----- Data listing

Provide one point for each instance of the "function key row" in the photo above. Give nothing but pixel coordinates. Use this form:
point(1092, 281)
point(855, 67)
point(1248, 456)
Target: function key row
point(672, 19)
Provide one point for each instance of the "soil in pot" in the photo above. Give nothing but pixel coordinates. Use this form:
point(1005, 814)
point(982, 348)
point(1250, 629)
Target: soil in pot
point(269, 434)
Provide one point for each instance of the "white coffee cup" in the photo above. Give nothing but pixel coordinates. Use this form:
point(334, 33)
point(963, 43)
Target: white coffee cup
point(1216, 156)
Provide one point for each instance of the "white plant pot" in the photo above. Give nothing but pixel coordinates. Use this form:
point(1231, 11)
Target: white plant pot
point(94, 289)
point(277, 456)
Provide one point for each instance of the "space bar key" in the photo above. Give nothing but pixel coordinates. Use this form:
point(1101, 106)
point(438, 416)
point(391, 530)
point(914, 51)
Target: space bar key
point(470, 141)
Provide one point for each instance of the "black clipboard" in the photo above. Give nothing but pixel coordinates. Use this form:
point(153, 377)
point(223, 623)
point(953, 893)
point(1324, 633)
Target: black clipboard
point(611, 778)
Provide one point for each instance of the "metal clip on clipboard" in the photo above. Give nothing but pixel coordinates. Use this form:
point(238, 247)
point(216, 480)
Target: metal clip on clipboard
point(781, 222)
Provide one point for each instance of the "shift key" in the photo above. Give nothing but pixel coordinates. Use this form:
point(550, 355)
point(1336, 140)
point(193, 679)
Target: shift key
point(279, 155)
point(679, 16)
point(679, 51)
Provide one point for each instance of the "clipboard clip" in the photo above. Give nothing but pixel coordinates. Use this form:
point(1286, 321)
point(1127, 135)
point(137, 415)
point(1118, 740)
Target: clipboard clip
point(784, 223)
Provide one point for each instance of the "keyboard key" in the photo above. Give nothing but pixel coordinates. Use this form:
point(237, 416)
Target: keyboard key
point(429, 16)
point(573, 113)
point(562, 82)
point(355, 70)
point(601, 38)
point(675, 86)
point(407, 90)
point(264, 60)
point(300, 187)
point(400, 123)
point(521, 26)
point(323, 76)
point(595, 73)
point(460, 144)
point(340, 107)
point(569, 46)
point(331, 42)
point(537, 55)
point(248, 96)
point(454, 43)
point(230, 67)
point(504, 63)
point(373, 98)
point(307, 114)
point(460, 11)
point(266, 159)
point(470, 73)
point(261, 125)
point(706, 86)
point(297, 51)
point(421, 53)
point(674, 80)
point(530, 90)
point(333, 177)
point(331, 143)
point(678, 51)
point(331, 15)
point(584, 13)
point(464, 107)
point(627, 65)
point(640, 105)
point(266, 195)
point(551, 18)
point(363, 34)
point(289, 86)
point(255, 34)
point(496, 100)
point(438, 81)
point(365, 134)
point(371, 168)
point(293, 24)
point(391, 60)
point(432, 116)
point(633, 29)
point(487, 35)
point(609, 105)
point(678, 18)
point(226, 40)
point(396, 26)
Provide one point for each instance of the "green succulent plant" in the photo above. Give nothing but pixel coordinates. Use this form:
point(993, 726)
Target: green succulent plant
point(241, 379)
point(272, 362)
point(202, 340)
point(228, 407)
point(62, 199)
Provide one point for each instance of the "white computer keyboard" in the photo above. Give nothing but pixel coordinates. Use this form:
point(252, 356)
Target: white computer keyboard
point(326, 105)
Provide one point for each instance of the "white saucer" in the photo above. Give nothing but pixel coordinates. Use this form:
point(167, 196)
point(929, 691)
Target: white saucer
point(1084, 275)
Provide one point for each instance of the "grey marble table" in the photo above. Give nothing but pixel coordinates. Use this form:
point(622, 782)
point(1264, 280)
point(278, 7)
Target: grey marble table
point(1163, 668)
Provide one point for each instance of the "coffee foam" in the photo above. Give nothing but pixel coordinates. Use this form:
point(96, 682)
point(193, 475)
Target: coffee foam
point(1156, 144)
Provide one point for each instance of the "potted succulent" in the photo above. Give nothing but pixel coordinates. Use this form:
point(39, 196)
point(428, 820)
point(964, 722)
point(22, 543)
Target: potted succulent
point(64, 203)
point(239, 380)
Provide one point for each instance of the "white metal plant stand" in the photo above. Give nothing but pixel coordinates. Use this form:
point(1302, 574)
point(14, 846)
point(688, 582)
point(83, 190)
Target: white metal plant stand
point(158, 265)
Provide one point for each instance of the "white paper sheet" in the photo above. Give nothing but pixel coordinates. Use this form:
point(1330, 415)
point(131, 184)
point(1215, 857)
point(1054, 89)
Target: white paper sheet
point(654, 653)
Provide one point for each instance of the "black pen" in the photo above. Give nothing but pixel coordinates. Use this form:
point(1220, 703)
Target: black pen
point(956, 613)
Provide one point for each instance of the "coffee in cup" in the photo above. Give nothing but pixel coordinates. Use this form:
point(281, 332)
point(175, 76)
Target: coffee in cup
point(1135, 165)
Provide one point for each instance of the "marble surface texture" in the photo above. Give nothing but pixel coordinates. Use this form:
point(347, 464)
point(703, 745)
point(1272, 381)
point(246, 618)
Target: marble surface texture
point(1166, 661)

----------
----- Data listing

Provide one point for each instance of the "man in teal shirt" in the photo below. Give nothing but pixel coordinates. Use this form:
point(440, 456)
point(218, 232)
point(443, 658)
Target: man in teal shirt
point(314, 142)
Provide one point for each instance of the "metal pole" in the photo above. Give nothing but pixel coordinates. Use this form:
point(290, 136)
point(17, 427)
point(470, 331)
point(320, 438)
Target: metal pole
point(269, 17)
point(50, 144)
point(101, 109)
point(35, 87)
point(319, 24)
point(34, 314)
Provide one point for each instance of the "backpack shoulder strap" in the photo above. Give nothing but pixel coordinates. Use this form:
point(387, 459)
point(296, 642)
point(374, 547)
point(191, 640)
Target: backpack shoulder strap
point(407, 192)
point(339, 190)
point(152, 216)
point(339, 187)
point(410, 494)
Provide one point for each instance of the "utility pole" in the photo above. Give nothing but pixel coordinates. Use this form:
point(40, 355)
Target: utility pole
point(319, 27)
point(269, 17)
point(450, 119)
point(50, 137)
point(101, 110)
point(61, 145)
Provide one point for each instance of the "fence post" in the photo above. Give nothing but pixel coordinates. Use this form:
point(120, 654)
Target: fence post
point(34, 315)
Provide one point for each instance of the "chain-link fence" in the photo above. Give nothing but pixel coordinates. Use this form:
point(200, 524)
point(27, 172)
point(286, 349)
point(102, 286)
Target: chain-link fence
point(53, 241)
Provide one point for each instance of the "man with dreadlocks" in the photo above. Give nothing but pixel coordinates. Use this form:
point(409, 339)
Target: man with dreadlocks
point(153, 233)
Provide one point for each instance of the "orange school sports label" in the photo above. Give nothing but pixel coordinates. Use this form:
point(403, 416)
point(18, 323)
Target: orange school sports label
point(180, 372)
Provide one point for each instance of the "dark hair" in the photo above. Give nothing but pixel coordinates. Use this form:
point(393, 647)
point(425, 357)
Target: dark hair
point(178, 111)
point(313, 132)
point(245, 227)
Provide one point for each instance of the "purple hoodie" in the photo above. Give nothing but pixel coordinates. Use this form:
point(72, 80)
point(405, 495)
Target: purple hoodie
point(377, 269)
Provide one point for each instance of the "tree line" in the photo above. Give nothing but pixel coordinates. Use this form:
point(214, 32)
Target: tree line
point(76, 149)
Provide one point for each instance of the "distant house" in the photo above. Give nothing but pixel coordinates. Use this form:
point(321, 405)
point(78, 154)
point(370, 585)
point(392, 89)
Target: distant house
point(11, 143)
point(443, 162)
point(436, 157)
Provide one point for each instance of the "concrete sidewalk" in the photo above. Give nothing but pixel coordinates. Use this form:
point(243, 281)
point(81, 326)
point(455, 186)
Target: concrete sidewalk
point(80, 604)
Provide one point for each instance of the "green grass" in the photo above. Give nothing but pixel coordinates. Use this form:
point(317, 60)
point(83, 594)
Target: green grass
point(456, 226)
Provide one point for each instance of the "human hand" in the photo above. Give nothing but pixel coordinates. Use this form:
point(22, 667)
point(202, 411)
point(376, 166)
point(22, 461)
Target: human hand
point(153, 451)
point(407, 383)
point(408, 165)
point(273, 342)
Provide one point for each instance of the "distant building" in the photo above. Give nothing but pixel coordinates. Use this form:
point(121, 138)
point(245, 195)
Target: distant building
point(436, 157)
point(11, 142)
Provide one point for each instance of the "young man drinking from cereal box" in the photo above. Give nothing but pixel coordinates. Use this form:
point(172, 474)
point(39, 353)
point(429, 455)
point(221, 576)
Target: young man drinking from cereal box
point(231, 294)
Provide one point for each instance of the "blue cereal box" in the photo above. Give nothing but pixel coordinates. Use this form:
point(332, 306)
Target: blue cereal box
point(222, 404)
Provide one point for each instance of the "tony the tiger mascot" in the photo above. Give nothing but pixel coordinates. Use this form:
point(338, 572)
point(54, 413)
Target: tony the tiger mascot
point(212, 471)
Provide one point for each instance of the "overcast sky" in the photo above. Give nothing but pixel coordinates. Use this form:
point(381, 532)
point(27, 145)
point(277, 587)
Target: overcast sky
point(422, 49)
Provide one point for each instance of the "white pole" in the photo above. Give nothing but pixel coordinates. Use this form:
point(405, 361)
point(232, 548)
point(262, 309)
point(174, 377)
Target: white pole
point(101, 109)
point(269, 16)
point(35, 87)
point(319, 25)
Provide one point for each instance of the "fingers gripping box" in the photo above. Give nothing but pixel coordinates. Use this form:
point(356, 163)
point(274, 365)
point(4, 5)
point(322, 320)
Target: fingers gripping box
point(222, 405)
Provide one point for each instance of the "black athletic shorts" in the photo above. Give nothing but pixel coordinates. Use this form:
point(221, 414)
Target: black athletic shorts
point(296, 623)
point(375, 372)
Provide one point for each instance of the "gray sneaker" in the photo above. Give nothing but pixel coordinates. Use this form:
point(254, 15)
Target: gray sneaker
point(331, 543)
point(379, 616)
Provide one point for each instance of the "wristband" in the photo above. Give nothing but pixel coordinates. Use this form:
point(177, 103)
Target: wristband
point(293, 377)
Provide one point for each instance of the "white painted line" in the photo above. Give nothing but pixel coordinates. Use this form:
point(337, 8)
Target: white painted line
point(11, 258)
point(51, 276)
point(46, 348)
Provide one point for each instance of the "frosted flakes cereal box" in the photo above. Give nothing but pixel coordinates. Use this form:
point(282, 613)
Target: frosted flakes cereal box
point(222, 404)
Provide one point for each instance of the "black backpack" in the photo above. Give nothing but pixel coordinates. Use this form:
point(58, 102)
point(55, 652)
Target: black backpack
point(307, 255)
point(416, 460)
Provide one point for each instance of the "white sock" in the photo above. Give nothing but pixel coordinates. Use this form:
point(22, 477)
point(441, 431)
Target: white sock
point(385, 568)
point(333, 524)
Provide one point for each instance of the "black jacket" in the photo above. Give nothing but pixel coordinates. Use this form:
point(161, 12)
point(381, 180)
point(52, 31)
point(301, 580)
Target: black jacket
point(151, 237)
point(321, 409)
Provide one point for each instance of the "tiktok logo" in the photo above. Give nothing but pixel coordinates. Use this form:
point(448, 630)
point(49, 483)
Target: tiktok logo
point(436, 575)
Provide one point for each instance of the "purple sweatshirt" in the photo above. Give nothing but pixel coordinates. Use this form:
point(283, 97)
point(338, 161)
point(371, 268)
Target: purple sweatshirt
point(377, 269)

----------
----- Data listing

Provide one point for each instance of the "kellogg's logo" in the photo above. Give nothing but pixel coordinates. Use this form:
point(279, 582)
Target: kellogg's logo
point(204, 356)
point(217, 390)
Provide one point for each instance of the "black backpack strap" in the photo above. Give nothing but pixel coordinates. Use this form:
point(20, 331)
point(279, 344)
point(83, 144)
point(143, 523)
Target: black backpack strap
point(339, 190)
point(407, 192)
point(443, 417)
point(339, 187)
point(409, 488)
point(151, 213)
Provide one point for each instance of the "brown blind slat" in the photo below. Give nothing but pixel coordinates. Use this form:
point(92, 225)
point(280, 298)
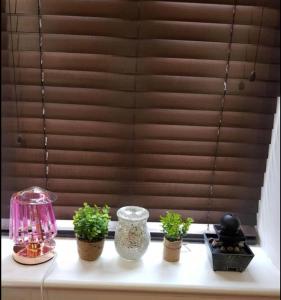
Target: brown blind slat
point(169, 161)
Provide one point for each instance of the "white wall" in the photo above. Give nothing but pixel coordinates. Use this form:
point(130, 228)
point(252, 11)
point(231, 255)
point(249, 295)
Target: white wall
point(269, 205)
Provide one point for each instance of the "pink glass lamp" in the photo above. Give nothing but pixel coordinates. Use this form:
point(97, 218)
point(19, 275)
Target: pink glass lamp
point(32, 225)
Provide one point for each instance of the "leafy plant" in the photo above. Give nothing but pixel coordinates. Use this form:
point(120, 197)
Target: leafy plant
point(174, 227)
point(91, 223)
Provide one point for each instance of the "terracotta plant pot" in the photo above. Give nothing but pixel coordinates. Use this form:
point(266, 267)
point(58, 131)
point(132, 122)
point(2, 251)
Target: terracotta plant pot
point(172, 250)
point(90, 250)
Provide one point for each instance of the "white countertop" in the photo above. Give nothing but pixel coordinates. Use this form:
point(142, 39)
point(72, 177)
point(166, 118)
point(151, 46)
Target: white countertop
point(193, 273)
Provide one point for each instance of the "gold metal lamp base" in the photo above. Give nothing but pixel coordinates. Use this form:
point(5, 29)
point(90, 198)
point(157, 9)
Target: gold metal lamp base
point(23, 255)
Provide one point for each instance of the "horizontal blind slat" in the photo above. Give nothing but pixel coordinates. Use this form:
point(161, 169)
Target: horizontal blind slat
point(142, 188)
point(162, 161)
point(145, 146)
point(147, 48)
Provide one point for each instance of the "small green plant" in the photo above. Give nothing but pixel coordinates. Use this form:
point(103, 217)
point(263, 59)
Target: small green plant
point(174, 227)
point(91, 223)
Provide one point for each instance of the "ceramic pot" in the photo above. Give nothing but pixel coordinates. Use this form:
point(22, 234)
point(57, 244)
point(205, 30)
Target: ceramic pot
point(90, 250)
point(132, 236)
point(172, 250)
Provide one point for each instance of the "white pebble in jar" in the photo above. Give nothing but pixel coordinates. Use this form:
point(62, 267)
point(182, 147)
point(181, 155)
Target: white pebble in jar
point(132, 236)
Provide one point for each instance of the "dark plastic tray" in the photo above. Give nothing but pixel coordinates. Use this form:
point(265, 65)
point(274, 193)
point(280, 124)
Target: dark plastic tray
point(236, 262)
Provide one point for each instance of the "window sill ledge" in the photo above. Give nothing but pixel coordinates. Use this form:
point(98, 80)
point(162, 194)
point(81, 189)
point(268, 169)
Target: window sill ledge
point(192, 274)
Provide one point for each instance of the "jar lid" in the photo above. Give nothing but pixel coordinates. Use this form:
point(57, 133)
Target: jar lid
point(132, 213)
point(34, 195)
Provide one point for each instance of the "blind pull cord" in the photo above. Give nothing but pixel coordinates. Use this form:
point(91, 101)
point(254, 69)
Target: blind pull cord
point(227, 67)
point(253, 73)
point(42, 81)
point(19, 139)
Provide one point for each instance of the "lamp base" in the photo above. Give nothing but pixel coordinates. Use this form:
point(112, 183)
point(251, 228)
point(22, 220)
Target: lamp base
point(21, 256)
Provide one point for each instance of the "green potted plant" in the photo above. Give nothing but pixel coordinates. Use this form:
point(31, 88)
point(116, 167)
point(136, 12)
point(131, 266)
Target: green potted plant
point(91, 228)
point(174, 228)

----------

What to work on:
In the entries above, which lines hold the string "below"? Report all of them.

Result of the exercise:
Provide one point for each instance of the "man in teal shirt" in the photo below. Give nothing but pixel coordinates. Use this form:
Provide one point for each instance of the "brown blind slat" in the photo below. Give nothing but pixel coordinates. Use this form:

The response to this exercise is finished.